***** Listed entries
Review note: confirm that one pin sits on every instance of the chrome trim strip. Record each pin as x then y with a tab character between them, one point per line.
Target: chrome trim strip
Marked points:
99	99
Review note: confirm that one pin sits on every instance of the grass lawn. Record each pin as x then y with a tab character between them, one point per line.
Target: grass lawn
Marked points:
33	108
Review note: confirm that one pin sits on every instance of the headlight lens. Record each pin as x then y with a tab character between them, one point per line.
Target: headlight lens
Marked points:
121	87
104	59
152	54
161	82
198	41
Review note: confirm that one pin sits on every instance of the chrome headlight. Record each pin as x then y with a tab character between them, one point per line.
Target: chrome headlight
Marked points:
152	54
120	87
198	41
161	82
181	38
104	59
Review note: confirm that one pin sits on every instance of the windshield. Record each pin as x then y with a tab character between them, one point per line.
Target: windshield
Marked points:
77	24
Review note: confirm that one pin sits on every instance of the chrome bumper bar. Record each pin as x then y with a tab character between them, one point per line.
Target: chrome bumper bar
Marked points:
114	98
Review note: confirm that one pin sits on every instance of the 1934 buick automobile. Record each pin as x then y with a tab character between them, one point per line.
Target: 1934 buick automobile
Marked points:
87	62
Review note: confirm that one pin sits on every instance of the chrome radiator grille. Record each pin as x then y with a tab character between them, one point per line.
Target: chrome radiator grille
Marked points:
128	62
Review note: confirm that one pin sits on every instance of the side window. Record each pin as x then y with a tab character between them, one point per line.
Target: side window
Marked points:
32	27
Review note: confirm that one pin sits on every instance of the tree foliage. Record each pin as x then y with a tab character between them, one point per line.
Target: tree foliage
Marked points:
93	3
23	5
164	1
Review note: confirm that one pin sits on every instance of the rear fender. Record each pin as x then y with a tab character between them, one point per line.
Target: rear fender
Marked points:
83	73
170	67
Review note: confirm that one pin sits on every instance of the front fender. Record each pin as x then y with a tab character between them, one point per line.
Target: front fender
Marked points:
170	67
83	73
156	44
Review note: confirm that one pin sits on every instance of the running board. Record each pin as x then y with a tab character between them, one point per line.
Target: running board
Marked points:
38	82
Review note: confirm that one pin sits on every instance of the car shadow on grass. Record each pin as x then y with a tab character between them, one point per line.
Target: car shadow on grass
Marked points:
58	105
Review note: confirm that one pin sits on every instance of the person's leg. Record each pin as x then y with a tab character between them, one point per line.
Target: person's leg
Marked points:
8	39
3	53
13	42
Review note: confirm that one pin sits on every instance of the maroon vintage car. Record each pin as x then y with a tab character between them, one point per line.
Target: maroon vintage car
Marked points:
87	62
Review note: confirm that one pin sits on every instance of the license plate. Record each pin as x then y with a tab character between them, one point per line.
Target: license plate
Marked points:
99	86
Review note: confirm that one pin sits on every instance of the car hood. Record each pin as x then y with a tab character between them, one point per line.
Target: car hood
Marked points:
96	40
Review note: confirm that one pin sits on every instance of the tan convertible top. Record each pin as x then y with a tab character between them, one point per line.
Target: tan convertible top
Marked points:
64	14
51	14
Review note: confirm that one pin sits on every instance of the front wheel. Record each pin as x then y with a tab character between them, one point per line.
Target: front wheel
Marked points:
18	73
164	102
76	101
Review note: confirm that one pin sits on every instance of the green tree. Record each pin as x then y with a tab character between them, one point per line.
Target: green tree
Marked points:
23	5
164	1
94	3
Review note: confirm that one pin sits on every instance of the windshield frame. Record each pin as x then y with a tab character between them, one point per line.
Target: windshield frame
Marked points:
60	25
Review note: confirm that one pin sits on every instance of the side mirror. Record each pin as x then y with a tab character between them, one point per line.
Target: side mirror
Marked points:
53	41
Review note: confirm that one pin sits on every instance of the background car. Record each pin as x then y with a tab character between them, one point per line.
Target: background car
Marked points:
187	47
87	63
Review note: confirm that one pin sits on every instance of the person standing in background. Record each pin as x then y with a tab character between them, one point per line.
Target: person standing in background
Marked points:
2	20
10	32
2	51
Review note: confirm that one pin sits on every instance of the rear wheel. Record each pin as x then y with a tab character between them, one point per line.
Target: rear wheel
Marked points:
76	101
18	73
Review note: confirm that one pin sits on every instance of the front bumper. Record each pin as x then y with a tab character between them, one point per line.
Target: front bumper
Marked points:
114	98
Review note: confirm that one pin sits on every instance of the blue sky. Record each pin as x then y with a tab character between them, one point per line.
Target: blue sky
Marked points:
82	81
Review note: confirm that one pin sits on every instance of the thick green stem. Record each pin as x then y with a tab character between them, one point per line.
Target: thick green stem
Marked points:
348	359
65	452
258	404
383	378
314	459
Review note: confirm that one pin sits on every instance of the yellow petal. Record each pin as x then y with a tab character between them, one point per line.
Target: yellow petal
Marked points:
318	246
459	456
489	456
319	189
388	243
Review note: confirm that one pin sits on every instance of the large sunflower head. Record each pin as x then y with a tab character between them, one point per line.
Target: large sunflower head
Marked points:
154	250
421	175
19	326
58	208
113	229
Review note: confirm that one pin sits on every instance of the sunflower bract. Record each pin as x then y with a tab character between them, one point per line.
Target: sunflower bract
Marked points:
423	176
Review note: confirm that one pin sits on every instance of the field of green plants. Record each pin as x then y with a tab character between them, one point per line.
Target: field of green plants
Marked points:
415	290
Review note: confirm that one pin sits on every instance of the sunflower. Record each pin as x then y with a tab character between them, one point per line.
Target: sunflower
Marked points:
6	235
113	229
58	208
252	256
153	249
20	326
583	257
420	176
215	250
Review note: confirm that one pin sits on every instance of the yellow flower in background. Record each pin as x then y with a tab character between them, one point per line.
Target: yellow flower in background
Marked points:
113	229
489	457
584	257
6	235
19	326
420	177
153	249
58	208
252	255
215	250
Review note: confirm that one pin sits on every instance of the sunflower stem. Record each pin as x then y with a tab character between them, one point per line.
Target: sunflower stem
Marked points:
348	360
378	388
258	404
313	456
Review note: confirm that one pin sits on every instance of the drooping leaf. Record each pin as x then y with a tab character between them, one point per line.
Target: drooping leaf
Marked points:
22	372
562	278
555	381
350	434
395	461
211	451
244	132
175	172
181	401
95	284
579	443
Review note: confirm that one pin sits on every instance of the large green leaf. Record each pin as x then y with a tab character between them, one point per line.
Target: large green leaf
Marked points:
**********
The data above needs retyping. Reproduce each line exactly.

[Task output]
Review note: confirm that one pin sits on every instance of the chrome trim strip. Record each pin as x then y with a tab character between them, one point per line.
Target: chrome trim strip
Marked points:
99	99
Review note: confirm that one pin sits on every instance of the grass lawn. Record each pin as x then y with a tab character between them, one point per line.
Target: grass lawn
Marked points:
33	108
Review note: confirm that one pin sits on every instance of the headlight lens. Record each pin as x then y with a tab character between them, one point per line.
Target: headlight lens
Marked points:
121	87
104	59
152	54
161	82
198	41
Review note: confirm that one pin sits on every instance of the chrome headlight. Record each pin as x then y with a tab character between them, one point per line.
Target: chrome headlight
Marked points:
152	54
120	87
198	41
161	82
181	38
104	59
Review note: confirm that one pin sits on every instance of the windshield. Record each pin as x then y with a tab character between them, one point per line.
Target: windshield
Marked points:
77	24
Review note: confirm that one pin sits on every instance of the chrome bumper bar. Record each pin as x then y with a tab character between them, one point per line.
Target: chrome bumper bar
Marked points:
114	98
Review note: confirm that one pin sits on every instance of the 1934 buick automobile. Record each pin as x then y with a tab character between them, one point per line.
Target: 1934 buick automobile
Marked points:
87	62
Review note: confirm that one pin sits on every instance of the chrome radiator grille. Record each pin as x then y with a tab character between them, one point per line.
Target: chrome radiator grille
Marked points:
128	62
Review note: confirm that one pin sits on every instance of the side window. Record each pin as x then y with a tab character between them, one point per line.
Target: side window
Marked points:
32	27
Review note: confirm that one pin sits on every instance of the tree foliage. Record each pin as x then y with a tab character between them, one point per line.
Target: tree foliage
Marked points:
93	3
23	5
164	1
Review note: confirm that one pin sits on every instance of the rear fender. Record each pin as x then y with a tab character between them, one point per line.
Target: rear fender
Marked points:
83	73
170	67
Review note: confirm that one pin sits on every instance of the front fender. Record each pin as x then y with a tab character between them, one point per line.
Target: front fender
Marked points:
170	67
83	73
156	44
Review note: confirm that one pin sits on every instance of the running board. Record each pin as x then y with a tab character between them, one point per line.
Target: running board
Marked points:
38	82
Review note: confirm that one pin sits on every instance of the car shadow on grass. Record each pin as x then y with a tab character between them, one point per line.
Target: car shadow on grass
Marked points:
58	105
Review note: confirm that one pin sits on every instance of the person's leg. Record each pin as x then y with a tab character between them, one point per line.
Target: person's leg
Marked points:
8	39
3	53
13	42
Review note: confirm that one pin sits on every instance of the maroon vintage car. Record each pin as x then y with a tab character between them, one point per line.
Target: maroon vintage car
Marked points:
87	62
Review note: confirm that one pin sits on every instance of the license plate. Record each pin as x then y with a tab character between them, one point per line.
Target: license plate
Marked points:
99	86
Review note: confirm that one pin sits on every instance of the car hood. Record each pin as x then y with a tab character between them, one point per line.
Target: car hood
Marked points:
96	40
Review note: confirm that one pin sits on every instance of the tan convertible top. Record each pin as x then y with a tab character between them, one point per line.
Target: tan convertible top
Marked points:
64	14
51	14
Review note: confirm that one pin sits on every instance of the front wheel. Record each pin as x then y with a tab character between them, one point per line.
Target: front wheel
Marked points:
18	73
164	102
76	101
Review note: confirm that one pin sits on every instance of the green tree. Record each pin as x then y with a tab character between them, one point per line.
Target: green tree
Marked points:
23	5
164	1
94	3
Review note: confirm that one pin sits on every instance of the windshield frame. Record each pin as x then y with a tab character between them, one point per line.
Target: windshield frame
Marked points:
60	25
Review note: confirm that one pin sits on every instance of the side mirror. Record each pin as x then y with a tab character between them, one point per line.
Target: side mirror
Marked points:
53	41
Review note: confirm that one pin sits on every instance of the background car. Record each pin as x then y with a tab character between them, one point per line.
Target: background car
Marked points:
187	47
87	63
Review note: confirm that one pin sits on every instance of the person standing in background. Record each pin as x then y with a tab character between them, one point per line.
Target: person standing in background
Marked points:
2	20
10	32
2	51
Review note: confirm that one pin sits on every instance of the rear wheel. Record each pin as x then y with a tab character between them, one point per line.
Target: rear wheel
Marked points:
76	101
18	73
Review note: confirm that one pin sits on every instance of the front bumper. Record each pin as x then y with a tab character between them, one point per line.
Target: front bumper
Marked points:
114	98
Review note: confirm that one pin sits on every instance of the blue sky. Record each pin as x then y with a tab character between them, one point per line.
Target: blue sky
Marked points:
82	81
Review note: confirm that one pin sits on every instance of the thick green stem. Record each pin as x then y with a tab character between them, one point per line.
Target: thick green stem
Marked points:
348	359
65	452
258	404
383	378
314	459
Review note: confirm that one pin sits on every instance of the yellow petal. Record each pin as x then y with a tab character between them, one point per line.
Target: yellow petal
Marked points:
318	246
459	456
489	456
319	189
388	243
Review note: confirm that one pin sits on every instance of the large sunflower head. Record each pin as x then y with a tab character between them, one point per line.
Target: large sunflower head
Marked points:
154	250
421	175
19	326
58	208
113	229
Review note: confirm that one pin sits on every instance of the sunflower bract. Record each pin as x then y with a tab character between them, one point per line.
Target: sunflower bract
Marked points:
423	176
Review note: confirm that one pin sits on every instance of the field of green plants. Record each pin as x then y with a tab character between them, one point per line.
Target: field of green plants
Marked points:
415	290
Review note: confirm that one pin sits on every instance of the sunflower. Record each pin as x then y with a tab character between them, one point per line.
Target: sunflower
Marked points:
6	235
113	229
58	208
252	256
153	249
20	326
583	257
420	176
215	250
Review note: confirm that one pin sits on every instance of the yellow flower in background. Record each pin as x then y with a tab character between them, one point per line.
Target: yellow flower in background
Marked points:
113	229
489	457
584	257
6	235
19	326
420	177
153	249
58	208
252	255
215	250
Review note: confirm that one pin sits on every instance of the sunflower stem. Record each pin as x then y with a tab character between them, one point per line.
Target: sunflower stem
Marked points:
348	360
378	388
258	404
313	456
Review note: confirm that one pin sits on every instance of the drooping leaf. Record each pin as x then y with a tab character between them, one point per line.
Target: drooping leaf
Marked points:
22	372
562	278
555	381
350	434
395	461
211	451
244	132
175	172
181	401
95	284
579	443
Review note: confirm that one pin sits on every instance of the large green leaf. Record each pin as x then y with a tab character between them, one point per line.
Target: large green leaf
Marked points:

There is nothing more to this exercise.